Het leek zo’n briljant plan, om Progpowertrio Stick Men, uitgebreid met het Britse toetsenwonder Gary Husband (bekend van onder anderen Alan Holdsworth, John McLaughlin en Jack Bruce), begin 2020 op tournee te sturen door Azië. Zoals alle verhalen op dit moment nou eenmaal gaan, eindigde het goede plan in een grote teleurstelling: van de hele tour bleef één optreden in Japan over. De rest moest allemaal geannuleerd worden.
Gelukkig is dat ene optreden (twee sets van 75 minuten) wel opgenomen en uitgebracht onder de naam “Owari”. Dat is Japans voor ‘het einde’, wat onder de omstandigheden al toepasselijk was, maar kennelijk door de band ook nog anders bedoeld wordt. De bijsluiter hint op de afsluiting van een hoofdstuk, met een nieuw, nog avontuurlijker chapiter in het verschiet. Hoe dat er in de praktijk gaat uitzien, blijft onvermeld.
Ondertussen is “Owari” een prachtige, heftige jazzprog plaat geworden, waarop de heren allemaal excelleren. Je hoort in de felheid de bijzondere omstandigheden terug. Dit was immers het enige concert dat van de hele tournee overbleef, met alle financiële gevolgen van dien, maar het was ook nog eens een slecht bezocht optreden, omdat de Japanse fans op 28 februari 2020 al wel wisten hoe gevaarlijk COVID 19 was en dus lekker thuisbleven.
Op de setlist prijkte een uitgelezen selectie hoogtepunten uit het oeuvre van de band, waaronder het eerste nummer dat het trio ooit samen schreef, Crack In The Sky. Daarnaast zijn er zoals altijd ter plekke geïmproviseerde stukken als Owari en opener Hajime (Peace), stukken die vaak beginnen als een soundscape van Markus Reuter en live worden ingefiedeld door de muzikanten. Die stukken hebben een los, vrijblijvend karakter, terwijl de gecomponeerde stukken meestal nogal stevig stampen.

* [Opdrachten]
**A.** Geef bij elke bewering aan of ze klopt met de recensie van “Owari”, met ja of nee en de doorslaggevende woorden uit de recensie letterlijk geciteerd: (i) Van de tournee door Azië bleef alleen één optreden in Japan over. (ii) Het concert in Japan was goed bezocht. (iii) Crack In The Sky is het eerste nummer dat het trio samen schreef.
**B.** Pak de recensie van “Owari” op na de laatste zin en schrijf die verder.

* [Getoonde records]
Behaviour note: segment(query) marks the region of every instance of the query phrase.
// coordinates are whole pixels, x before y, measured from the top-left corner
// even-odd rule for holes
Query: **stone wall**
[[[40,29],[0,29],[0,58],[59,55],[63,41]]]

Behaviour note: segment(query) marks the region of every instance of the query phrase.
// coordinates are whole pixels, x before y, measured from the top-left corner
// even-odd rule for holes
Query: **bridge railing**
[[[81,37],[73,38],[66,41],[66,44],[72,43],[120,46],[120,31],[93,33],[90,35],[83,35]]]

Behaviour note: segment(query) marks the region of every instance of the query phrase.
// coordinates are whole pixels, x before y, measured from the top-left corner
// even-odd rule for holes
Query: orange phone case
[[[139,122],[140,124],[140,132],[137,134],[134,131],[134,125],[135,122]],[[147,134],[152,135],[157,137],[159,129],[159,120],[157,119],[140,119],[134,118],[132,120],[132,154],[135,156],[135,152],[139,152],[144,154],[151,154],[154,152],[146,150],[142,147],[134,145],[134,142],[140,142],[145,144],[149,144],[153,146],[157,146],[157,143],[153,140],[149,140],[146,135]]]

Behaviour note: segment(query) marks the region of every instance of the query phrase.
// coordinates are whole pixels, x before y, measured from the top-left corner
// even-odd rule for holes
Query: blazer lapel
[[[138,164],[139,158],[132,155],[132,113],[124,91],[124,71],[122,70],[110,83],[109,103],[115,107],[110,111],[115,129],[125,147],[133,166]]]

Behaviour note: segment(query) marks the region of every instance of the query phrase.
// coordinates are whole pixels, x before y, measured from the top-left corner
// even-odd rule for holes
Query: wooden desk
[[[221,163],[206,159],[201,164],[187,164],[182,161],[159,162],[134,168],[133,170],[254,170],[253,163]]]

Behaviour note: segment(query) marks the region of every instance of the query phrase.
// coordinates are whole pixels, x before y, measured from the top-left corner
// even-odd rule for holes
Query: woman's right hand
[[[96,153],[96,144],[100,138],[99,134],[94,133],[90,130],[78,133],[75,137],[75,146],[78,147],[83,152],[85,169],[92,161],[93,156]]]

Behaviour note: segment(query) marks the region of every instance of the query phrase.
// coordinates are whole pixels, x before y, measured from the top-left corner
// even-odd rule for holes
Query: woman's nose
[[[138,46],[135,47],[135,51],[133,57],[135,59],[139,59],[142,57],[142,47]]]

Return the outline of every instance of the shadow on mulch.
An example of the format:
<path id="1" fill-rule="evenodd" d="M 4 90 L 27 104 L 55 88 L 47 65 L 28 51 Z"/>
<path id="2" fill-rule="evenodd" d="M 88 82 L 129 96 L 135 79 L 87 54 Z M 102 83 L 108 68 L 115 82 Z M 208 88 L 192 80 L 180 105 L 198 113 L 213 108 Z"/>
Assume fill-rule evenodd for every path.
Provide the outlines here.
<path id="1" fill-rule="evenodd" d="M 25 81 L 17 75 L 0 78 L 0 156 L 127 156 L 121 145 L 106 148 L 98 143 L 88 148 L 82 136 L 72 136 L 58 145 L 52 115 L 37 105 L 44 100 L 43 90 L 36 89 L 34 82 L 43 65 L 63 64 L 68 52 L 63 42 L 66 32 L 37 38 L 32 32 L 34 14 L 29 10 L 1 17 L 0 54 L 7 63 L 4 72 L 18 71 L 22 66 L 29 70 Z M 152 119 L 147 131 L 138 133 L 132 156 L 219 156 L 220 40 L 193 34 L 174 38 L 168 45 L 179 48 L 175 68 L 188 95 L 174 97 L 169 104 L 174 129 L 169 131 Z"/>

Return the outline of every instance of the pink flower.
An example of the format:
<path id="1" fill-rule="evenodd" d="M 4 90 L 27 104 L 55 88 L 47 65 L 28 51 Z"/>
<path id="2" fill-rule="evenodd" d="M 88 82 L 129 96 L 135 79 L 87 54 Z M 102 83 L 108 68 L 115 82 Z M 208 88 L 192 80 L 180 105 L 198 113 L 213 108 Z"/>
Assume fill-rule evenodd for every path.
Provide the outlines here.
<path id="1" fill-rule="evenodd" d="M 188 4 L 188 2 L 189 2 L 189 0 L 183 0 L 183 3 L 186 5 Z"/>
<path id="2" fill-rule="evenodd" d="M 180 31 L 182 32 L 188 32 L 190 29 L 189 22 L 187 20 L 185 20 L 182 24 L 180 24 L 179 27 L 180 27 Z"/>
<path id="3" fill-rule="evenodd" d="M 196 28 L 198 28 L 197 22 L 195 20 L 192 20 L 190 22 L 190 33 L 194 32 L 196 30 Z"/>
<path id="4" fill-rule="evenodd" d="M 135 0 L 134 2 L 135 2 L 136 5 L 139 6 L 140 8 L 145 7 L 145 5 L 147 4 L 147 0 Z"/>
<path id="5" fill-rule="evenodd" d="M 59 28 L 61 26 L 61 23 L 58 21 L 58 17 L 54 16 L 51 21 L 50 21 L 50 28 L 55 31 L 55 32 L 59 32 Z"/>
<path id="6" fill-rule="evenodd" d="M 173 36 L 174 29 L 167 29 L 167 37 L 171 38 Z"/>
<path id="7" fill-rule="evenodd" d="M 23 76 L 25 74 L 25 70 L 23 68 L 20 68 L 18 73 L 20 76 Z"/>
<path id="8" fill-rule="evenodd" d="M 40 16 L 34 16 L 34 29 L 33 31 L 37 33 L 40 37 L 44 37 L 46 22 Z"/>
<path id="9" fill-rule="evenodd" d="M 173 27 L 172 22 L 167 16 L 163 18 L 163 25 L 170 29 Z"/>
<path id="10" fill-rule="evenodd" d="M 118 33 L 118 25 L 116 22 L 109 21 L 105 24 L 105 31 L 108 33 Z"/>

* [Antwoorden]
**A.**
(i) Ja: "van de hele tour bleef één optreden in Japan over."
(ii) Nee: "het was ook nog eens een slecht bezocht optreden"
(iii) Ja: "het eerste nummer dat het trio ooit samen schreef, Crack In The Sky"

**B.**
De muziek wordt extra bijzonder door de inbreng van toetsenist Gary Husband. Die speelt de sterren van de spreekwoordelijke hemel, vooral als je bedenkt dat de band maar weinig tijd had gehad om de stukken te repeteren. Zijn inbreng vind ik wonderschoon, het soms toch wat Spartaanse geluid van de Stick Men, door de bank genomen toch King Crimson in een kwaaie bui, krijgt er een paar zachtere kantjes door. Hij vult de lege plekken heel fraai op, wat hij doet met een oude dijenkletser als Larks’ Tongues In Aspic, Part II is erg knap. Dat wil niet zeggen dat de muziek niet prettig schuurt en wringt, met name door de Fripper dan Frippe bijdragen van Markus Reuter op zijn Touch gitaar. Dat ook Mastelotto en Levin in topvorm zijn, maakt deze geweldige plaat helemaal af.
Als er dan toch iets te zeuren moet zijn: bonustrack en slotakkoord The End Of The Tour is een dik kwartier gepunnik waarin je alleen Husband hoort spelen en de soundscapes van Reuter op zijn Macbookje draaien. De rest van de band speelt standaardafsluiter Open, maar Reuter vond dat dat stuk al zo vaak was opgenomen dat de invulling van Husband op zichzelf interessanter was. Ik ben het niet met hem eens. Ook wel bijzonder, maar minder erg, de plaat is geproduceerd alsof-ie in de studio is opgenomen, dus je hoort geen publiek. Nou was dat er ook niet in grote aantallen, dat zal er ook wel iets mee te maken hebben gehad, maar het album doet dus niet erg ‘live’ aan.
Ik weet niet wat de toekomst voor Stick Men in petto heeft, voorlopig wordt er wel gekeken naar een Europese tour in het najaar, maar als sluitstuk van de afgelopen periode en als tijdsdocument van een bijzonder jaar is “Owari” bijzonder geslaagd.